• [Short exercise]
Give every entry again, word for word and in full.
^^^^
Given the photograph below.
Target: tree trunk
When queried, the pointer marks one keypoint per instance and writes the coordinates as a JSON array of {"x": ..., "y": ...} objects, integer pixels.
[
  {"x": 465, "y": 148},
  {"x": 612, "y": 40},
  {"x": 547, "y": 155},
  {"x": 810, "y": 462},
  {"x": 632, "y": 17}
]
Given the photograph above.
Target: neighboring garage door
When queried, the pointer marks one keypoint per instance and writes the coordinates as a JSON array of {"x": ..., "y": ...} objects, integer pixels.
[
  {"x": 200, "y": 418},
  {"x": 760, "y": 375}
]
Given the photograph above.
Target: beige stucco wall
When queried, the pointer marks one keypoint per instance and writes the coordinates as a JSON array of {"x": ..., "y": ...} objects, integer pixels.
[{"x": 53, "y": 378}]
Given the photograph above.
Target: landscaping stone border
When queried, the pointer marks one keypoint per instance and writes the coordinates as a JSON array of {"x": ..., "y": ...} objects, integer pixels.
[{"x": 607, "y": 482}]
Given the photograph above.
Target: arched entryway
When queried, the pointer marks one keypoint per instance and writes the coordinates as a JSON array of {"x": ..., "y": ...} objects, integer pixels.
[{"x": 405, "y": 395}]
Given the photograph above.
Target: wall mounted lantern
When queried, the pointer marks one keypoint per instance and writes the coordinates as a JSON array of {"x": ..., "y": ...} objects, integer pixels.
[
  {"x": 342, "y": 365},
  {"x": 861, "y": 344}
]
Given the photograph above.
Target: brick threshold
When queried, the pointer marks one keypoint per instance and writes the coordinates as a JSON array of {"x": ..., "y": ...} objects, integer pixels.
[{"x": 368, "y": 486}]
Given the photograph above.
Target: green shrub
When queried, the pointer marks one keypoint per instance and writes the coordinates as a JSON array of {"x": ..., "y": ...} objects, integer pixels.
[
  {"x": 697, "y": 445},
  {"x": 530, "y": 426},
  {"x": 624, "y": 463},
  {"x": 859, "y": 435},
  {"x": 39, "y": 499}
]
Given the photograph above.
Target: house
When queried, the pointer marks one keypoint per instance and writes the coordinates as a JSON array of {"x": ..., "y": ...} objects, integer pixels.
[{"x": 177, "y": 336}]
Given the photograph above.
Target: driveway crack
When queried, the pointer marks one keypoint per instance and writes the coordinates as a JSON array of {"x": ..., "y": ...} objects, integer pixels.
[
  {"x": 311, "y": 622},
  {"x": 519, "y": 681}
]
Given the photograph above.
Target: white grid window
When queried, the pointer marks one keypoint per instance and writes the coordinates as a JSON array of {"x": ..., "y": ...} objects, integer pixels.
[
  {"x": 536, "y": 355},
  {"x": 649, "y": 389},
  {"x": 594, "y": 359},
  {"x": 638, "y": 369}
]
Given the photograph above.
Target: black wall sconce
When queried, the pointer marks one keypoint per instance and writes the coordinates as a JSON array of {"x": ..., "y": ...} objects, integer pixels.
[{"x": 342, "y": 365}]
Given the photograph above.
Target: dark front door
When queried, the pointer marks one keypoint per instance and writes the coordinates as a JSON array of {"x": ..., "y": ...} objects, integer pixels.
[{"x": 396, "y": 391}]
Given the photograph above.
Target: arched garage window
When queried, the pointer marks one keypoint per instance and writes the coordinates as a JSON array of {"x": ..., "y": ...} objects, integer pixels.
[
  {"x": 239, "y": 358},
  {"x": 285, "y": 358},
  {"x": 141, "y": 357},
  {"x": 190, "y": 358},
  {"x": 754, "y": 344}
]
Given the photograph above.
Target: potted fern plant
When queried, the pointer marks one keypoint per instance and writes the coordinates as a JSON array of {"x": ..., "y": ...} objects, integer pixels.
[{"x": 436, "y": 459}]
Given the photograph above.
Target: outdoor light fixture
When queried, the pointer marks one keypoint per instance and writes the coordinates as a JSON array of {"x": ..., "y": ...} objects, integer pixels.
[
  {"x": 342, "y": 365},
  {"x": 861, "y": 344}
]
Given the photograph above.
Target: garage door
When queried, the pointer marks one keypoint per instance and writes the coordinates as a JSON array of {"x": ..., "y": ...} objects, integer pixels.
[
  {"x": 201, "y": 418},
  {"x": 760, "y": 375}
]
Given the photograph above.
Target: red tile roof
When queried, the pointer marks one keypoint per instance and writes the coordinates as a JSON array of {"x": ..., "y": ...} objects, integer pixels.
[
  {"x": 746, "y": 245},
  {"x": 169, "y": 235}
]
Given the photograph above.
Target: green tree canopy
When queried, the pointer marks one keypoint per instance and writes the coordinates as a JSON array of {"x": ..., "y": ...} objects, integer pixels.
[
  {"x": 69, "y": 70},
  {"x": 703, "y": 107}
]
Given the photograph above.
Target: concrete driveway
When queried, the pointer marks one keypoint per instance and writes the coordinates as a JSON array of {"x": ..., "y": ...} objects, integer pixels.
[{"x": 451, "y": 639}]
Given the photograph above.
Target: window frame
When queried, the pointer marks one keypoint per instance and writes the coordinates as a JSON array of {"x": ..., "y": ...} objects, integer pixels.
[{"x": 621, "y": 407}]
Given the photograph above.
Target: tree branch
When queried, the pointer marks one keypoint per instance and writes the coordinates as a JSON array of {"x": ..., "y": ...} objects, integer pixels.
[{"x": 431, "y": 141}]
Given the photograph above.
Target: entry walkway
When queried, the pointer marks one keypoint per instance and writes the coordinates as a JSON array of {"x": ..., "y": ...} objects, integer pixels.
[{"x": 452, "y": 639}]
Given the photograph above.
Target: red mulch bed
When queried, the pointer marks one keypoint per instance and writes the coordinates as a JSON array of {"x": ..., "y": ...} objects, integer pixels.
^^^^
• [Exercise solution]
Given the photograph below.
Target: tree trunk
When queried, the pointer marks one keypoint per instance and writes the coordinates as a JSON array of {"x": ..., "y": ...} objects, integer pixels.
[
  {"x": 465, "y": 148},
  {"x": 612, "y": 40},
  {"x": 547, "y": 155},
  {"x": 810, "y": 462},
  {"x": 632, "y": 17}
]
Given the photograph above.
Target: neighboring garage door
When queried, the pointer marks one keypoint per instance and writes the coordinates as a JSON array of {"x": ..., "y": ...} objects, integer pixels.
[
  {"x": 200, "y": 418},
  {"x": 760, "y": 375}
]
Given the photograph above.
Target: beige stucco wall
When queried, the pointer marks one keypoint per instance and writes the coordinates as a JSON array of {"x": ..., "y": ...} objects, integer pixels.
[{"x": 53, "y": 378}]
Given the photograph above.
Target: landscaping stone border
When queried, the pointer marks one keypoint per instance and writes the coordinates as a JSON array of {"x": ..., "y": ...} objects, integer pixels.
[{"x": 607, "y": 482}]
Given the photograph above.
Target: arched entryway
When queried, the pointer marks one keypoint per instance and writes the coordinates as a JSON array of {"x": ..., "y": ...} objects, integer pixels.
[{"x": 405, "y": 395}]
Given the photograph above.
Target: wall mounted lantern
When queried, the pointer marks one keypoint per instance and writes the coordinates as a JSON array of {"x": ..., "y": ...} objects, integer pixels.
[
  {"x": 342, "y": 365},
  {"x": 861, "y": 344}
]
Given the photograph above.
Target: brick threshold
When queried, the pointer marks one keypoint per instance and writes the coordinates as a JSON array of {"x": ..., "y": ...} objects, integer pixels.
[{"x": 368, "y": 486}]
Given the photograph above.
Target: green shrub
When queried, the pointer marks one keypoint per instance and writes the coordinates as a JSON array of {"x": ..., "y": ...} objects, integer pixels.
[
  {"x": 697, "y": 445},
  {"x": 530, "y": 426},
  {"x": 624, "y": 463},
  {"x": 859, "y": 435},
  {"x": 39, "y": 499}
]
Given the photograph above.
Target: house
When queried, the pointer marks one keypoint per instance and writes the coordinates as a JSON array of {"x": ..., "y": ...} objects, integer pixels.
[{"x": 177, "y": 336}]
Given the photograph above.
Target: driveway crack
When queried, the pointer marks one keypoint per instance and writes the coordinates as a JSON array of {"x": ..., "y": ...} objects, integer pixels.
[
  {"x": 311, "y": 622},
  {"x": 519, "y": 681}
]
Given the photograph above.
Target: white grid window
When queried, the pointer marks one keypoint per instance and writes the coordinates as a JSON array of {"x": ..., "y": ...} objects, integer pixels.
[
  {"x": 536, "y": 355},
  {"x": 649, "y": 389},
  {"x": 594, "y": 359},
  {"x": 638, "y": 369}
]
Given the photograph above.
Target: black wall sconce
When queried, the pointer marks one keypoint per instance and writes the coordinates as a JSON array of {"x": ..., "y": ...} objects, integer pixels.
[{"x": 342, "y": 365}]
Given the photograph above.
Target: dark front door
When queried, the pointer marks one keypoint per instance and writes the coordinates as a JSON array of {"x": ..., "y": ...} objects, integer pixels.
[{"x": 396, "y": 391}]
Given the photograph above.
Target: arched garage window
When queried, the pointer marks one keypoint per instance and writes the coordinates as a JSON array of {"x": ..., "y": ...} objects, integer pixels.
[
  {"x": 239, "y": 358},
  {"x": 285, "y": 358},
  {"x": 141, "y": 357},
  {"x": 190, "y": 358},
  {"x": 754, "y": 344}
]
Given the photograph above.
Target: potted fern plant
When queried, the pointer marks one keypoint per instance and writes the coordinates as a JSON array of {"x": ..., "y": ...} objects, integer pixels.
[{"x": 436, "y": 459}]
Given the photograph above.
Target: outdoor light fixture
When queried, the pointer marks one keypoint per instance and writes the coordinates as a JSON array of {"x": ..., "y": ...} objects, integer pixels.
[
  {"x": 342, "y": 365},
  {"x": 861, "y": 344}
]
Given the photograph above.
Target: garage door
When queried, the pointer marks one keypoint per instance and writes the coordinates as a JSON array of {"x": ..., "y": ...} objects, integer pixels.
[
  {"x": 201, "y": 418},
  {"x": 760, "y": 375}
]
Given the photograph above.
Target: red tile roof
When queried, the pointer marks one keypoint per instance and writes the coordinates as a JSON array of {"x": ..., "y": ...} objects, integer pixels.
[
  {"x": 746, "y": 245},
  {"x": 169, "y": 235}
]
Given the photograph above.
Target: green tree canopy
When queried, the pointer marks one keypoint per instance and writes the coordinates as a JSON array of {"x": ..., "y": ...} objects, integer pixels.
[
  {"x": 69, "y": 70},
  {"x": 703, "y": 107}
]
Given the photograph above.
Target: concrete driveway
When queried, the pointer marks one keypoint per instance and writes the coordinates as a JSON array of {"x": ..., "y": ...} objects, integer pixels.
[{"x": 451, "y": 639}]
Given the photograph above.
Target: window frame
When queried, the pointer marks one keypoint per instance and writes the coordinates as a JSON array of {"x": ..., "y": ...} objects, integer pixels.
[{"x": 621, "y": 407}]
Given the photograph above.
Target: tree branch
When queried, the pointer marks one keypoint per instance and writes the coordinates as a JSON array of {"x": ..., "y": ...} objects, integer pixels.
[{"x": 431, "y": 141}]
Given the photograph above.
Target: entry walkway
When queried, the pointer marks one keypoint per instance and writes the coordinates as a JSON array of {"x": ..., "y": ...} objects, integer pixels.
[{"x": 452, "y": 639}]
Given the photograph above.
Target: red mulch bed
When queried, the pointer marks one keypoint per instance and writes the coordinates as a JSON array of {"x": ..., "y": ...} objects, integer pixels.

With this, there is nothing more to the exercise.